--- START OF LISTING ---

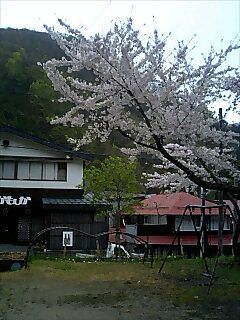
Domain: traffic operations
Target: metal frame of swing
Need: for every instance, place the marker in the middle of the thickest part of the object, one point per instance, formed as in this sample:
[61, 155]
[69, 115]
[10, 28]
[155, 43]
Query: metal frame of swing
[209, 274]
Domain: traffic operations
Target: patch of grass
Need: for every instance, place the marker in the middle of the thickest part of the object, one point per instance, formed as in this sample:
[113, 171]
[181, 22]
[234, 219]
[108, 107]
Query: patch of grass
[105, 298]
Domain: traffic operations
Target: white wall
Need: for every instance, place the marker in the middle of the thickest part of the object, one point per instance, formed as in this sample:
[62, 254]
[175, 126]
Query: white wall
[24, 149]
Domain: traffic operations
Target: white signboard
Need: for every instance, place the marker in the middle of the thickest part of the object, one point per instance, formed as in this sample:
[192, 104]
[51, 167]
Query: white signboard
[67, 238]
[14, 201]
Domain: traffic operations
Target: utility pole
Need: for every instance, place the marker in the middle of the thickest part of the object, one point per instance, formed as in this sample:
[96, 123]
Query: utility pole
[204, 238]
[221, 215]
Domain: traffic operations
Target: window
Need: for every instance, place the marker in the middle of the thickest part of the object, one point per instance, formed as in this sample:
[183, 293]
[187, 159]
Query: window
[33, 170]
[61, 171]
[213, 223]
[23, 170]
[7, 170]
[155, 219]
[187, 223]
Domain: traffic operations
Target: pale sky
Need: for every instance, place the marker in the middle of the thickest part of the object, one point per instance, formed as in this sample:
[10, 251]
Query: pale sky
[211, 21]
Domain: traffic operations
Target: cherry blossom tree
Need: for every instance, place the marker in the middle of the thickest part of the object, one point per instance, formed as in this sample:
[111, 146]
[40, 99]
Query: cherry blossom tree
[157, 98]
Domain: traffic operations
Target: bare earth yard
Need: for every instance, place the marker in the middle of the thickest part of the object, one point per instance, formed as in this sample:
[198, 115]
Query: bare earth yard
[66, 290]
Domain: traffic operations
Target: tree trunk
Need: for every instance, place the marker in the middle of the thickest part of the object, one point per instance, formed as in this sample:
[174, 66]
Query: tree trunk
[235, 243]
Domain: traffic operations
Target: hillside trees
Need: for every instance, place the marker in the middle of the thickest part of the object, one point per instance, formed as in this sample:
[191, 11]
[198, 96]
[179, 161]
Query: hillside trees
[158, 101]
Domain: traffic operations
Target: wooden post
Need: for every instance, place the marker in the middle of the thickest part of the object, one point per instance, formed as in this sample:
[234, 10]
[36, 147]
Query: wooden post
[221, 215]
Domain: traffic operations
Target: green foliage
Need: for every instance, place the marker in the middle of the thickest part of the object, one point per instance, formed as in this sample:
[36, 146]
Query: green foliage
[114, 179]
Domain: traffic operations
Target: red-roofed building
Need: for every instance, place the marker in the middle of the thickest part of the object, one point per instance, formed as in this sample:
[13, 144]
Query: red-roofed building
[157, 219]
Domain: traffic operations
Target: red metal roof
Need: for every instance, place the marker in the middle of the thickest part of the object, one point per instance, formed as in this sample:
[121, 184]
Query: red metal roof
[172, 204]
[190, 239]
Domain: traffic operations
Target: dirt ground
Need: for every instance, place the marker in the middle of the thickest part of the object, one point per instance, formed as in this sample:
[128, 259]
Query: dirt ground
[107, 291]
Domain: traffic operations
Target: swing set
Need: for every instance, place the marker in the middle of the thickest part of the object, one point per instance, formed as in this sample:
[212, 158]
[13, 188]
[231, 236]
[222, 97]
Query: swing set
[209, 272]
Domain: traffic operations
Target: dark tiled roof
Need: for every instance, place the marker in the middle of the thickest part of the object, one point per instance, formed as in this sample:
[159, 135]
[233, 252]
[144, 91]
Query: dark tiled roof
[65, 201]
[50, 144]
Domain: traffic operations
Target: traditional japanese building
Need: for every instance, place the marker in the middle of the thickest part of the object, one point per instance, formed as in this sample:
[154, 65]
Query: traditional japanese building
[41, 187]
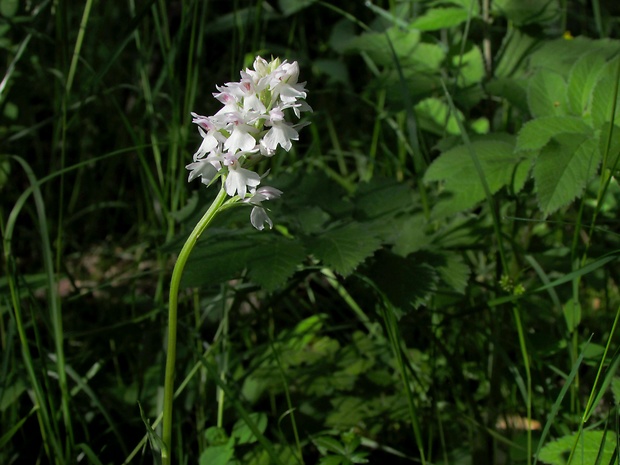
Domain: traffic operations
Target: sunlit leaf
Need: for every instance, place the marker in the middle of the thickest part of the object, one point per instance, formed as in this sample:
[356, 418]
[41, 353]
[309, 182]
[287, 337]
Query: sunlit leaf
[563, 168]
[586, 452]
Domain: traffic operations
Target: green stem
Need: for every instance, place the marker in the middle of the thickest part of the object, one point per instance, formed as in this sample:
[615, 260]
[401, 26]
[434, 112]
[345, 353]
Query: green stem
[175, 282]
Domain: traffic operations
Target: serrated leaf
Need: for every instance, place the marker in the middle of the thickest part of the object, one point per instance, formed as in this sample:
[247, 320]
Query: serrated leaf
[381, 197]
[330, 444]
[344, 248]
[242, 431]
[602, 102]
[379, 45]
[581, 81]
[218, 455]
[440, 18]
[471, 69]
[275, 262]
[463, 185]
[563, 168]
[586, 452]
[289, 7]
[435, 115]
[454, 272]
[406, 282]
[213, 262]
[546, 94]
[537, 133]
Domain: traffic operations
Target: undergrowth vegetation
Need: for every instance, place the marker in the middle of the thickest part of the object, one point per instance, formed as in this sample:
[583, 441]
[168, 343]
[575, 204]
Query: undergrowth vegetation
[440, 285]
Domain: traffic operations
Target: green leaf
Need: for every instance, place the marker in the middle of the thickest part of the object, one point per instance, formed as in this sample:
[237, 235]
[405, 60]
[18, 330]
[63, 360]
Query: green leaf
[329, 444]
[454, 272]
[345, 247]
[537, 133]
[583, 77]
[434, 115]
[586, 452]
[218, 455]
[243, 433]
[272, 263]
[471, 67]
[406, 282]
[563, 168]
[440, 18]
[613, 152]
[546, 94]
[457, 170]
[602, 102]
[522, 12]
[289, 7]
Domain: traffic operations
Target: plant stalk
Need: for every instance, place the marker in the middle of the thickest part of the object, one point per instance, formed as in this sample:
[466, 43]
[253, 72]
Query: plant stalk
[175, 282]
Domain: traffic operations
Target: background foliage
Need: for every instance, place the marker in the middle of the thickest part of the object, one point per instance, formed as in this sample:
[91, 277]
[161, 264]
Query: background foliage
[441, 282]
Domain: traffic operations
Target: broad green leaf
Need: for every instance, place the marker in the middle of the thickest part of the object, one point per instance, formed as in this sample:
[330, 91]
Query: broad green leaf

--- END OF LISTING ---

# SET EXERCISE:
Please repeat the entries exactly. Do not include the pictures.

# EXERCISE SOLUTION:
Domain: traffic operations
Target: metal frame of swing
Need: for every instance, place the marker in the middle of the thickest part of the object, one point per instance, formed as in this sample:
[61, 155]
[69, 115]
[10, 28]
[155, 43]
Query: metal frame of swing
[209, 274]
Domain: traffic operations
Target: patch of grass
Need: for every instance, place the marker in the middle of the thickest part of the object, one point per instance, formed as in this sample:
[113, 171]
[181, 22]
[234, 219]
[108, 107]
Query: patch of grass
[105, 298]
Domain: traffic operations
Target: white wall
Need: for every instance, place the marker in the middle of the thickest part of the object, one point per instance, formed as in this sample:
[62, 254]
[175, 126]
Query: white wall
[24, 149]
Domain: traffic operations
Target: white signboard
Need: for every instance, place the marker in the middle of the thickest part of the object, one point per instance, formed as in this sample:
[192, 104]
[51, 167]
Query: white signboard
[67, 238]
[14, 201]
Domain: traffic operations
Target: utility pole
Need: for every instance, place the marker in the middle of the thickest part of the object, one point per instance, formed as in this sample:
[96, 123]
Query: utility pole
[204, 238]
[221, 215]
Domain: traffic operations
Target: window
Need: for every instance, place the marker in the middle of the thickest part of the object, one point per instance, formed as in this sample:
[183, 293]
[187, 159]
Query: window
[33, 170]
[61, 171]
[213, 223]
[23, 170]
[7, 170]
[155, 219]
[187, 223]
Domain: traffic operations
Target: pale sky
Need: for every instance, place the marker in the middle of the thickest part of the object, one point per instance, formed as in this sample:
[10, 251]
Query: pale sky
[211, 21]
Domain: traffic operations
Target: cherry blossom tree
Need: for every instance, place the marker in the middle of the thickest part of the object, one point per instance, formed as in this sample:
[111, 146]
[40, 99]
Query: cherry blossom tree
[157, 98]
Domain: traffic operations
Target: bare earth yard
Need: for every instance, place the marker in the middle of the thickest part of the object, one point per instance, formed as in this sample:
[198, 115]
Query: bare earth yard
[66, 290]
Domain: traffic operations
Target: tree trunk
Need: for every instance, place the marker in the middle of the thickest part of the object, one point per instance, formed as in this sample:
[174, 66]
Query: tree trunk
[235, 243]
Domain: traffic operations
Target: hillside trees
Need: for every instance, place the marker in the middle of the thickest part of the object, one point per instance, formed as in this sample:
[191, 11]
[198, 96]
[179, 161]
Query: hillside trees
[158, 101]
Domain: traffic operations
Target: wooden post
Need: for every instance, place the marker in the middle of the thickest part of the object, one point per instance, formed as in this sample:
[234, 10]
[36, 147]
Query: wooden post
[221, 215]
Domain: traffic operations
Target: green foliage
Need: for every instance, place the marker in the middle of the thickest part of the object, one point per instance, formed as in this sample:
[36, 146]
Query: green foliage
[114, 179]
Domain: traffic operations
Target: red-roofed building
Need: for every instance, place the marker in the middle of the thickest part of the object, one point per instance, formed as in this sample:
[13, 144]
Query: red-roofed building
[157, 219]
Domain: traffic operations
Target: red metal roof
Need: for every instance, place the marker in the middle of the thickest part of the object, one point per instance, formed as in this sample:
[121, 184]
Query: red metal roof
[172, 204]
[190, 239]
Domain: traffic operations
Target: dirt ground
Need: for every instance, place the marker in the middle of the thickest part of the object, one point per instance, formed as in this sample:
[128, 259]
Query: dirt ground
[107, 291]
Domain: traffic operations
Target: swing set
Need: for every instance, place the marker in the middle of the thickest part of the object, one point per instance, formed as in this sample:
[212, 158]
[13, 188]
[231, 236]
[222, 97]
Query: swing set
[209, 272]
Domain: traffic operations
Target: dark tiled roof
Need: for every instance, place the marker in the middle of the thickest part of the object, one point per instance, formed as in this sample:
[159, 135]
[233, 252]
[144, 91]
Query: dark tiled roof
[65, 201]
[50, 144]
Domain: traffic operations
Target: traditional japanese building
Need: for every instance, place the marker in the middle of the thickest part of the object, one point per instance, formed as in this sample:
[154, 65]
Query: traditional japanese building
[41, 187]
Domain: traffic operations
Target: sunlit leaf
Need: for every instance, place the marker in the middle of the thickest part of the object, one point per instance, formed as in this sample:
[356, 418]
[41, 353]
[309, 182]
[287, 337]
Query: sunlit leaf
[563, 168]
[586, 452]
Domain: traffic operations
Target: green stem
Need: for every instance, place the marker in the middle of the thickest part of the object, one point per instance, formed as in this sample:
[615, 260]
[401, 26]
[434, 112]
[345, 353]
Query: green stem
[175, 282]
Domain: traffic operations
Target: serrated leaf
Need: for every instance, place the marker in the middle of the thickest part of the object, one point per instance, formed as in this sample:
[247, 320]
Query: serrated leaf
[381, 197]
[330, 444]
[344, 248]
[242, 431]
[602, 102]
[379, 45]
[581, 81]
[218, 455]
[440, 18]
[471, 69]
[275, 262]
[463, 185]
[563, 168]
[586, 452]
[289, 7]
[435, 115]
[454, 272]
[406, 282]
[213, 262]
[546, 94]
[537, 133]
Domain: traffic operations
Target: undergrowth vegetation
Need: for every instance, place the marker in the middle of the thickest part of the object, one point per instance, formed as in this sample:
[583, 441]
[168, 343]
[575, 204]
Query: undergrowth vegetation
[440, 285]
Domain: traffic operations
Target: green leaf
Need: for every instance, place the marker in the middle of the thickest part of the object, one point per instance, formed as in this sample:
[237, 235]
[405, 60]
[18, 330]
[63, 360]
Query: green leaf
[329, 444]
[454, 272]
[345, 247]
[537, 133]
[583, 77]
[434, 115]
[586, 452]
[218, 455]
[243, 433]
[272, 263]
[471, 67]
[406, 282]
[563, 168]
[440, 18]
[613, 152]
[546, 94]
[457, 170]
[602, 102]
[522, 12]
[289, 7]
Domain: traffic operations
Target: plant stalk
Need: for every instance, place the marker in the middle of the thickest part of the object, one point per instance, formed as in this sample:
[466, 43]
[253, 72]
Query: plant stalk
[175, 282]
Domain: traffic operations
Target: background foliage
Need: for every instance, place the marker in the middle of the thickest part of the object, one point per instance, formed as in this sample:
[91, 277]
[161, 264]
Query: background foliage
[441, 282]
Domain: traffic operations
Target: broad green leaf
Need: for every instance, place the marker in the middle of the thickest part of the object, one point per instance, formed as in this sample:
[330, 91]
Query: broad green leaf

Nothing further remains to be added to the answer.